┌──
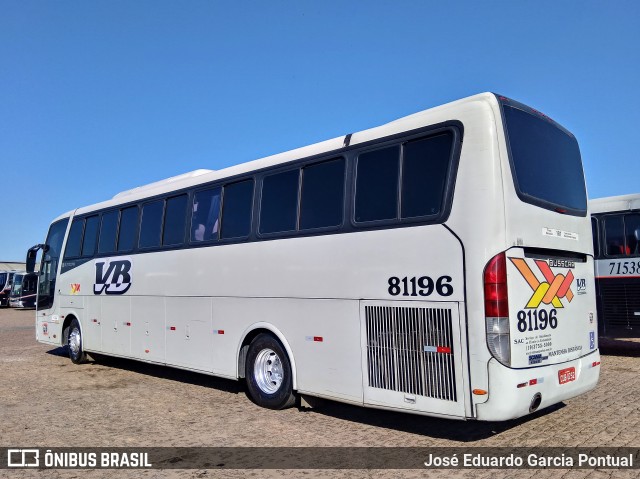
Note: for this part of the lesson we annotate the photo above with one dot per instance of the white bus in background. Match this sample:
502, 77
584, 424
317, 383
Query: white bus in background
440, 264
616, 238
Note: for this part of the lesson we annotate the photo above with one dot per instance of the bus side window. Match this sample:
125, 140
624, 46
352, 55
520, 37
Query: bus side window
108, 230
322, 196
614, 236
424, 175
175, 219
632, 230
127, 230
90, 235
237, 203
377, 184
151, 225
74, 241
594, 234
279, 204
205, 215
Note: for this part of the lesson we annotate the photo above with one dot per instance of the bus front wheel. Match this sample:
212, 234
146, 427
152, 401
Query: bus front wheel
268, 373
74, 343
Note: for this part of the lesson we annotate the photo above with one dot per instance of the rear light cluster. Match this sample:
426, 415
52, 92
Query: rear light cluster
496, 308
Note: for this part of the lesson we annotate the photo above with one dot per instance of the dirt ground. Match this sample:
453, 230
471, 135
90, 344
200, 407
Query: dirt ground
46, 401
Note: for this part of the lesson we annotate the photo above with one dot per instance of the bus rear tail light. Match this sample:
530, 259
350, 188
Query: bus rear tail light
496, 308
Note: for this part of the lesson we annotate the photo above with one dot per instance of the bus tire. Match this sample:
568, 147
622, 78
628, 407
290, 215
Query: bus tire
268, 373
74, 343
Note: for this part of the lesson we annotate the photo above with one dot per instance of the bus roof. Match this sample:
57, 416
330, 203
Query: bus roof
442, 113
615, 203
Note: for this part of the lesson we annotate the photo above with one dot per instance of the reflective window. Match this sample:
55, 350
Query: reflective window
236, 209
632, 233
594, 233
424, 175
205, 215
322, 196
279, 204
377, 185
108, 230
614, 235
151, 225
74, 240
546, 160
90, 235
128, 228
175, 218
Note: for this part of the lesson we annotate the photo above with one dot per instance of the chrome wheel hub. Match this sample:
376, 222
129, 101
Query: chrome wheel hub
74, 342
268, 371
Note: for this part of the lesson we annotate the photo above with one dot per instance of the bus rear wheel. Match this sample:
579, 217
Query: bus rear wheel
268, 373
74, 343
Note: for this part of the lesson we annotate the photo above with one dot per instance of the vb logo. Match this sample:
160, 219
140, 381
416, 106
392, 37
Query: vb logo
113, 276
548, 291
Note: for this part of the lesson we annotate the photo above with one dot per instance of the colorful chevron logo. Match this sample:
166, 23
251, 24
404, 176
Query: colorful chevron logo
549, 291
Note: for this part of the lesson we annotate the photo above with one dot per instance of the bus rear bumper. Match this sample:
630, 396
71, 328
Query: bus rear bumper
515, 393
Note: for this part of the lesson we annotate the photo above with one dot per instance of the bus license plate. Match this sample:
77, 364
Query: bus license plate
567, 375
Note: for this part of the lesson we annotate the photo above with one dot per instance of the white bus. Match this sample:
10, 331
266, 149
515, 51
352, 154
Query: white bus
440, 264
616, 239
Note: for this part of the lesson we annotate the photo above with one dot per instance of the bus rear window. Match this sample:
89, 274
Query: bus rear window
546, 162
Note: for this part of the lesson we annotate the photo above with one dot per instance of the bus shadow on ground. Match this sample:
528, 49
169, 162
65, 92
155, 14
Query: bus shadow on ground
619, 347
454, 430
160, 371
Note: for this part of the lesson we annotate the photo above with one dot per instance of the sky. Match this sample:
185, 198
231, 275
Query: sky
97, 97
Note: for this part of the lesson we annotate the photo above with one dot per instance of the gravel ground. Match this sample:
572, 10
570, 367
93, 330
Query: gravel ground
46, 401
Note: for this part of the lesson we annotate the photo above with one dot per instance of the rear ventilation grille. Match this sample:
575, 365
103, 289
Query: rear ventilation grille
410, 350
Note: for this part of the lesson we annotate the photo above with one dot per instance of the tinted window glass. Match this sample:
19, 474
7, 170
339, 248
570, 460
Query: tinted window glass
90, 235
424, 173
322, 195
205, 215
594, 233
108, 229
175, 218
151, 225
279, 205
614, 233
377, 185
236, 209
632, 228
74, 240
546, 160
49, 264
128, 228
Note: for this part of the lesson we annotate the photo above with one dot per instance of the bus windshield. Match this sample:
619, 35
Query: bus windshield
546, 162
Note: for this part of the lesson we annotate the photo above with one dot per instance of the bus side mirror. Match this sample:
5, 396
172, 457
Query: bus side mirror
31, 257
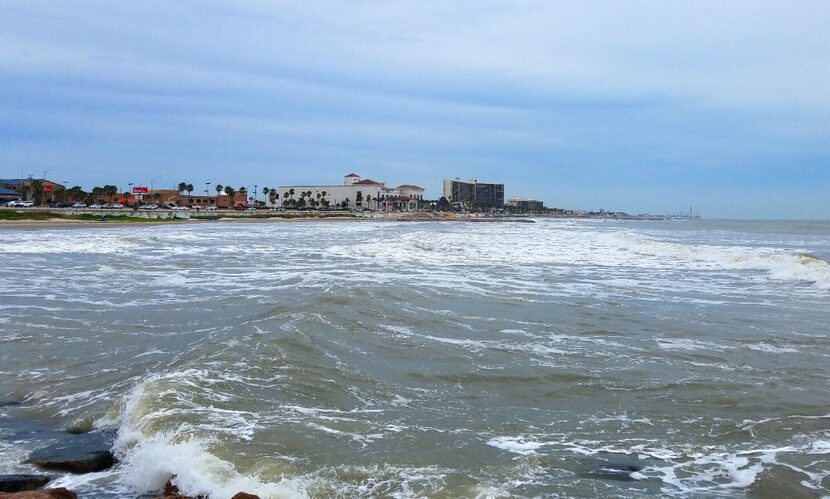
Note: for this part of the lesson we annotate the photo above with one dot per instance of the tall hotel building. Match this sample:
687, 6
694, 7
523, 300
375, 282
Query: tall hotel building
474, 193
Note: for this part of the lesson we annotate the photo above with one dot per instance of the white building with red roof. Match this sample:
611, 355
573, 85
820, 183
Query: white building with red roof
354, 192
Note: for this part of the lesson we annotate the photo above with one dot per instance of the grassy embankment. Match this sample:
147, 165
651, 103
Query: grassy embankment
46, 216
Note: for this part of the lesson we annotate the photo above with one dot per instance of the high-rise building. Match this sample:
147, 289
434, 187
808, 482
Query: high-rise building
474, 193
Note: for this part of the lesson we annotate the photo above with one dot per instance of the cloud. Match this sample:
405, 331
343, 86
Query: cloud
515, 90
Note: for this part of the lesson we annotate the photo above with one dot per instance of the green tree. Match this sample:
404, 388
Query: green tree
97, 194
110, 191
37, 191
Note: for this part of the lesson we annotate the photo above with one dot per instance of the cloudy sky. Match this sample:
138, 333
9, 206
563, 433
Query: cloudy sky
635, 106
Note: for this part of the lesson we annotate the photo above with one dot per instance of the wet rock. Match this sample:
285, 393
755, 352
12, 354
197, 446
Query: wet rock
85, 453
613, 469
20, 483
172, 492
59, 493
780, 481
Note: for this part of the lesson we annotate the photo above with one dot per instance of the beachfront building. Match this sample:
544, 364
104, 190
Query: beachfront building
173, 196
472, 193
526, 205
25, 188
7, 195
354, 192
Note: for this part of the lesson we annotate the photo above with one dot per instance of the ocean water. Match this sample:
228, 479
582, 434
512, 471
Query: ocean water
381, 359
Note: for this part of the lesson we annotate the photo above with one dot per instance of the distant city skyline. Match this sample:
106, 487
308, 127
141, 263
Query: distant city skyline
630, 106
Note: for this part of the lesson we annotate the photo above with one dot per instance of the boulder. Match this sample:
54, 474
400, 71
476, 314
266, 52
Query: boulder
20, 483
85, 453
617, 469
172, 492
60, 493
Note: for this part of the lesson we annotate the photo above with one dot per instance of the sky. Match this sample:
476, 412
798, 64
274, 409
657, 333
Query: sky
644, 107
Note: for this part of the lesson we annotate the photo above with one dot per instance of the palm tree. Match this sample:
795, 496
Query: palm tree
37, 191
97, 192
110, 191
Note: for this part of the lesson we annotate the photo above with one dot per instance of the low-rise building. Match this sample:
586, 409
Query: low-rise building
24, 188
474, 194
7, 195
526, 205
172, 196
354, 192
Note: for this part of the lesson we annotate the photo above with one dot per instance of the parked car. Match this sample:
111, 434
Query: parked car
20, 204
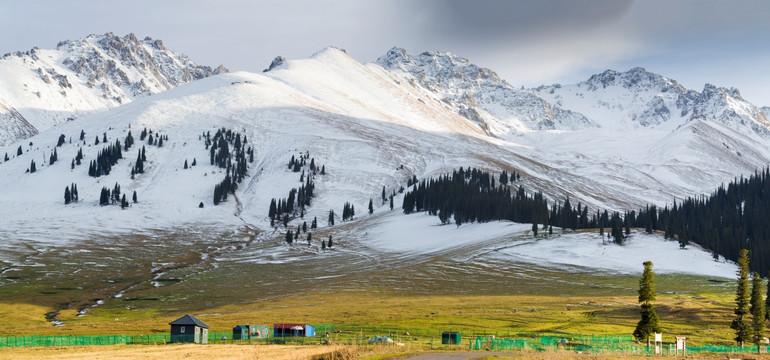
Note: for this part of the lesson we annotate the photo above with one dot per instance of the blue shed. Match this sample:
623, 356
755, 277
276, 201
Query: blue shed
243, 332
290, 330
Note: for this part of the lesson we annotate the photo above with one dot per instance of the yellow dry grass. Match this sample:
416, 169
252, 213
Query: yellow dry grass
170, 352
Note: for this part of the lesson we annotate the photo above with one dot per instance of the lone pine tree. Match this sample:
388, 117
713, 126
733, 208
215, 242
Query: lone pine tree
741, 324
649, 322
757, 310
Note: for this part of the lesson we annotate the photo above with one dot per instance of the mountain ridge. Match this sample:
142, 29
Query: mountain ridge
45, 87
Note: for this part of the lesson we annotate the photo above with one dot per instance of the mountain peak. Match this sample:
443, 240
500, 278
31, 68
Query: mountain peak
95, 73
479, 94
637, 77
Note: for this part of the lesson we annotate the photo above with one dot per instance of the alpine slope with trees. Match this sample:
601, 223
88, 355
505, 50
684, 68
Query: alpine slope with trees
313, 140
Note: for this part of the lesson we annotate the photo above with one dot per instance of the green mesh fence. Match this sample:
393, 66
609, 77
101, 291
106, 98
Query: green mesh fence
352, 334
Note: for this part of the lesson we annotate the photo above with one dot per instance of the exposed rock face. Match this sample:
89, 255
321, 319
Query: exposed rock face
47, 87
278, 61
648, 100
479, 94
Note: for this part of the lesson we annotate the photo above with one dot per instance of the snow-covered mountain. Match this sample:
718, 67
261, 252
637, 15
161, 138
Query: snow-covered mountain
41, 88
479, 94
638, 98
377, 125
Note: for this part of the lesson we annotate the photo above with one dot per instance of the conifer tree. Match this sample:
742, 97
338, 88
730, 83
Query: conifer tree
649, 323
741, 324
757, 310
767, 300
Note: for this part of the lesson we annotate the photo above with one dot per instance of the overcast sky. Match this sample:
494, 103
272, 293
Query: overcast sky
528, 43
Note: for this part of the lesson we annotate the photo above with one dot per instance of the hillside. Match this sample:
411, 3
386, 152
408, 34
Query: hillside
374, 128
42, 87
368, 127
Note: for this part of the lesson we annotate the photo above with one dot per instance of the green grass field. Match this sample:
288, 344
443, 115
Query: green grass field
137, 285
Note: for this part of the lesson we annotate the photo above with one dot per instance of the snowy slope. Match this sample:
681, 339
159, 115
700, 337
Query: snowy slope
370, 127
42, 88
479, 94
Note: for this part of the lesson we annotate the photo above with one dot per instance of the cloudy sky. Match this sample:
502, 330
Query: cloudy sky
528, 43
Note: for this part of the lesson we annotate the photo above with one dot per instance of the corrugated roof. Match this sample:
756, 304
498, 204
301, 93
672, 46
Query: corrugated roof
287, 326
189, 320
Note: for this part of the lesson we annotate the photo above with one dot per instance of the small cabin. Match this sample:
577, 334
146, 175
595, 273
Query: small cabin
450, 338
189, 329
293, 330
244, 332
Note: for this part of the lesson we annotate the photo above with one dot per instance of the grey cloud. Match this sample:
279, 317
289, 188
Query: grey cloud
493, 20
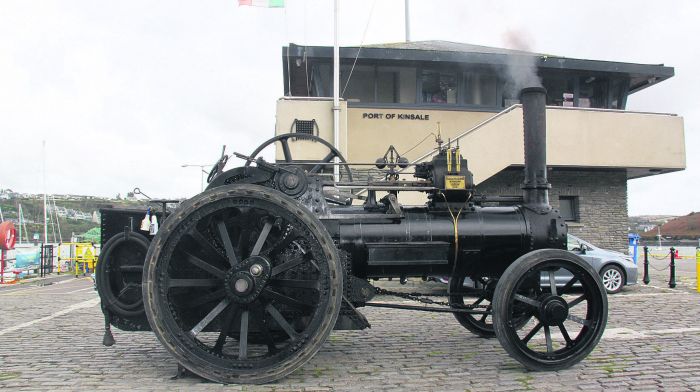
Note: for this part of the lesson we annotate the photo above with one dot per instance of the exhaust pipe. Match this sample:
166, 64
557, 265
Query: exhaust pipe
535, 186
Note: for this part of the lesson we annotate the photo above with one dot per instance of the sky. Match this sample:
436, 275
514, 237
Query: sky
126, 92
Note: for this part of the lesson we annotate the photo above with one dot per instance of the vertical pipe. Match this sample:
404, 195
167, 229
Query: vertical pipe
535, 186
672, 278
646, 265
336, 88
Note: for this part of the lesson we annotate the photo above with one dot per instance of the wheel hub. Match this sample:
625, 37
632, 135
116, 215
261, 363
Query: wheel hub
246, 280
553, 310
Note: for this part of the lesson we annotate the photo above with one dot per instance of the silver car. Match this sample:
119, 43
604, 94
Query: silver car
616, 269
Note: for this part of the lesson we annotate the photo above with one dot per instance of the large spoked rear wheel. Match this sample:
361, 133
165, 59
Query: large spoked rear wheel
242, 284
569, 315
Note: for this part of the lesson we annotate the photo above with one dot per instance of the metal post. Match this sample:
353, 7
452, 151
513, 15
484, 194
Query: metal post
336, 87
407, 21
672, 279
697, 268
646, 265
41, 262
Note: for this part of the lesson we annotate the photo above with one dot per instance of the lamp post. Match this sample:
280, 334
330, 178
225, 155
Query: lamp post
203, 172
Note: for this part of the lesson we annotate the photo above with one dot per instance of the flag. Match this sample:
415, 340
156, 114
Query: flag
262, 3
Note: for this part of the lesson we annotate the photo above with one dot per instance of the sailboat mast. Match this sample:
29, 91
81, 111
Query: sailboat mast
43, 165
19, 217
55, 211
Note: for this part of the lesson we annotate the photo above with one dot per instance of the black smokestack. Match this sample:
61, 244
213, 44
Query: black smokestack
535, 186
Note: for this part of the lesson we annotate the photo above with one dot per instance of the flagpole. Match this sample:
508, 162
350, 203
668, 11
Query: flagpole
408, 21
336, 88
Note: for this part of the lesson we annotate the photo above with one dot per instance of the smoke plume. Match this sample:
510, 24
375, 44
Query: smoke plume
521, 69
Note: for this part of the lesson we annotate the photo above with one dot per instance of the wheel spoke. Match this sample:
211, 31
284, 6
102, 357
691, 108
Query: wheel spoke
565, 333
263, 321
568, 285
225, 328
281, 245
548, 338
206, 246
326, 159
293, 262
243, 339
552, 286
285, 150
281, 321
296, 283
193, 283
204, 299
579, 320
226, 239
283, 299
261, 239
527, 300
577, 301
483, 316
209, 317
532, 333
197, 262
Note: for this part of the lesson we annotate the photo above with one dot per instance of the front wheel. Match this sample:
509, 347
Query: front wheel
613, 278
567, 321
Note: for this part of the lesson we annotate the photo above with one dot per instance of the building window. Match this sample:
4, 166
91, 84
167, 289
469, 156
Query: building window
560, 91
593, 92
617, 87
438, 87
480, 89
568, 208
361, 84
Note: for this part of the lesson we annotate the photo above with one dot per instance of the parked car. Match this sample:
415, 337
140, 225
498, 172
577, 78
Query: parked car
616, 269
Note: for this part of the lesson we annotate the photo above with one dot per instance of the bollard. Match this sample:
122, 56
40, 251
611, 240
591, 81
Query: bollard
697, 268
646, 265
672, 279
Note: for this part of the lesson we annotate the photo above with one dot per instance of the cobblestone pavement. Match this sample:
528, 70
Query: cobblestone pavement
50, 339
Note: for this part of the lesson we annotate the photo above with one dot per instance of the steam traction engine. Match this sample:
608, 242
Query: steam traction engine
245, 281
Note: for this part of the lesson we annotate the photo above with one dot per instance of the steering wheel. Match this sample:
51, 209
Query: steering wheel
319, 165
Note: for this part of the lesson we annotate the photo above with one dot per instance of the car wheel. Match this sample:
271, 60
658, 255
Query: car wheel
└──
What should come back is an exact copy of the lines above from the line with "Query: green grass field" to the line with "of the metal", both included, minus the pictures.

» Exercise response
Query: green grass field
137, 285
Note: for this part of the lesson we annotate the photo above with one dot per instance of the snowy slope. Match this sample:
681, 339
159, 115
700, 337
Query: snowy slope
370, 127
42, 88
479, 94
Note: for this part of the lesson we annotate the photo above with one dot per instance of the cloudy sky. Match this sample:
502, 330
Query: cloudy sky
528, 43
Note: for this part of the lesson we annotate the photo above with one dot per instance of the corrugated roof. Match this sample:
756, 304
498, 204
301, 93
672, 46
Query: corrugated roof
287, 326
189, 320
Note: for this part of the lesson we annotate the photo above with one dot per instance of the small cabin. Match this sample:
577, 334
146, 175
595, 273
Query: small cabin
450, 338
189, 329
293, 330
244, 332
Note: for this part of the lesson we annotate the photo above with one dot per instance of the grey cloud. Match this sample:
279, 317
289, 188
Query: grey cloud
493, 20
Note: for this part of the lesson we annotate the photo above with one dot per instance of the exhaust pipe. Match this sample:
166, 64
557, 265
Query: exhaust pipe
535, 186
Note: for this part of the lesson we annotate the photo above with one dot per instance of the sky. Match this sample:
436, 275
514, 237
Query: sky
126, 92
Note: for this part of the lesson we annotate the photo above with one dot per instance of the vertical pipe. Match this sample:
404, 195
167, 229
Query: vertical pipe
535, 186
672, 278
646, 265
336, 88
Note: for this part of the lesson we annotate the photo above with one dot per instance of the wheel hub. Match this sample:
625, 37
632, 135
116, 215
261, 363
Query: wheel hub
246, 280
553, 310
Note: for this part of the lesson we annotate the photo above with one dot per instance of the silver car. Match this sample:
119, 43
604, 94
Query: silver car
616, 269
Note: for this part of the lesson we annotate the photo above with one dot per instance of the large spoked rear wheel. Match this sample:
361, 133
165, 59
Query: large spoked rear wheel
242, 284
569, 315
Note: for this part of the lesson we annotate the photo above with one dot per instance of the metal post. Match this sample:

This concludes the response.